§ **Exercises to complete**
[1] In the passage on classification accuracy and AUC results, how large are the standard deviations for the PTC dataset?
[2] Continue the passage on classification accuracy and AUC results below, starting after its final sentence.

§ **Excerpt**
=== Begin Enclosure ===
Classification AUC values.
For measurement, we use accuracy (ACC) as the performance measurement in our experiments because accuracy is an effective metric to assess the algorithm performance for balanced datasets. For better comparing the algorithms we also use the area under the ROC curve (AUC) [22]. The ACC values are shown in Fig. 4 and the AUC values are shown in Fig. 5. The standard deviations for all datasets except for PTC are less than 3% for all the algorithms. For the PTC dataset, standard deviations are larger, between 6% to 8%. As can be seen in the figures, LGC, aLGC and gBoost outperform CORK, both in accuracy and in AUC, for all the tested datasets. This result shows the advantage of boosting-based approaches over the greedy feature selection approach based on submodular quality criterion adopted by CORK. aLGC and gBoost give almost similar results on four cancer datasets, however aLGC gives better results on AIDS, DD and PTC datasets. LGC outperforms both aLGC and gBoost in ACC and in AUC, although the differences are not very large except for DD and PTC datasets. The result is encouraging and shows the effectiveness of selected features of co-occurrence subgraphs of our methods.
=== End Enclosure ===
§ **Source data**
=== Begin Enclosure ===
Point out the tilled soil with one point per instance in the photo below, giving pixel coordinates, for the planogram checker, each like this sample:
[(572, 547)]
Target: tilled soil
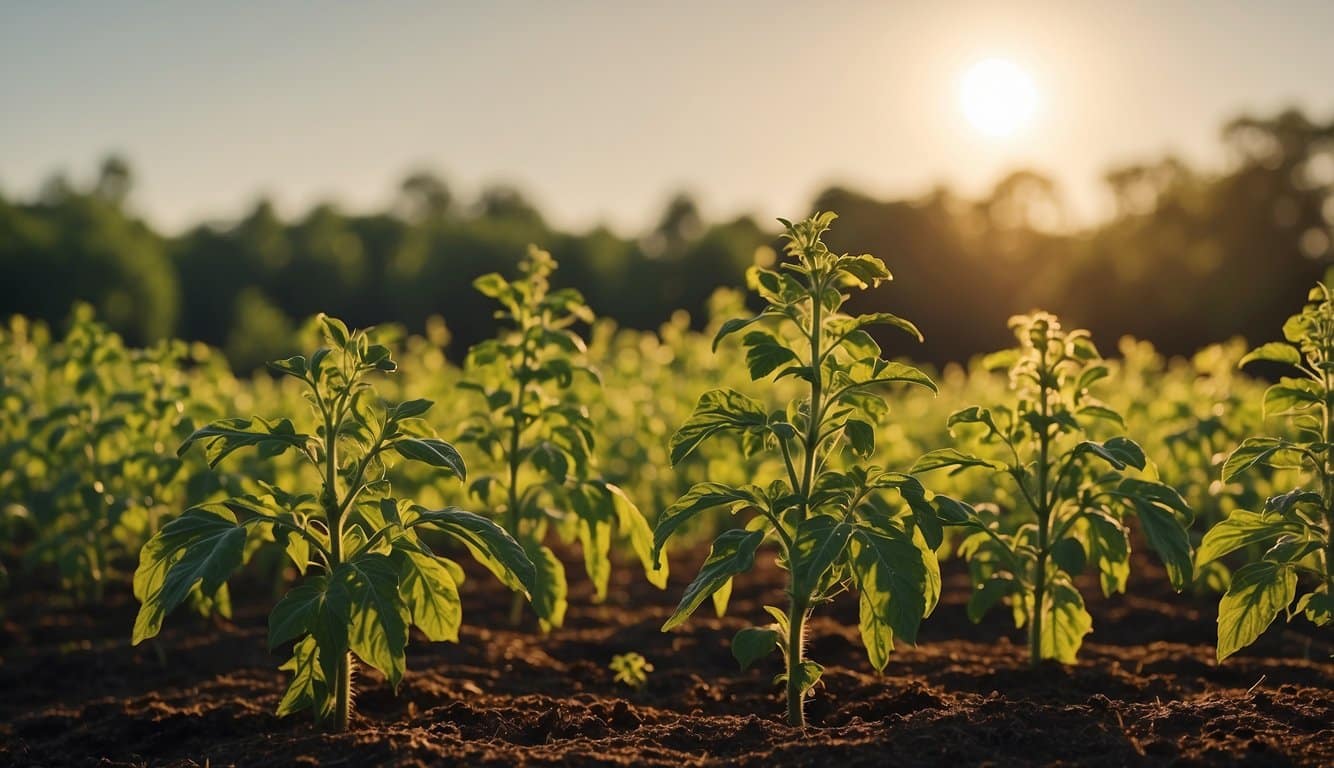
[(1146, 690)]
=== End Enclosure ===
=== Begin Enclosure ===
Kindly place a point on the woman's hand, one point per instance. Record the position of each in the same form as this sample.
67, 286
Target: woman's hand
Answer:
=== End Enclosure ===
§ **Answer section**
[1] Between 6% and 8%.

[2]
Next, we evaluate the runtime efficiency of the algorithms by comparing their training time. Table 2 shows the runtimes of LGC, aLGC and gBoost. We do not report the training times of CORK because the current release of CORK requires very long running time on tested datasets, especially on the Dobson and Doig (DD) dataset. As can be seen in the table, both LGC and aLGC are much faster than gBoost, an efficient global inductive method, on all four datasets. Since LGC, aLGC and gBoost all use the set of subgraph patterns generated by a mining algorithm for the learning purpose, their runtime behaviors are mainly determined by the used mining algorithm. As discussed previously gBoost takes longer time since it needs to call the mining algorithm multiple times with a low value of minsupp in order to obtain a good predictive rule set. LGC also calls the mining algorithm multiple times, however, the first call of the mining algorithm to build the iceberg lattice consumes most of the running time, other calls run on a very small dataset that is the graph set of the extent of optimal concepts with high value of minsupp (100% of the set size). aLGC is fastest because it calls the mining algorithm just once.
Varying minimum support thresholds – accuracy values.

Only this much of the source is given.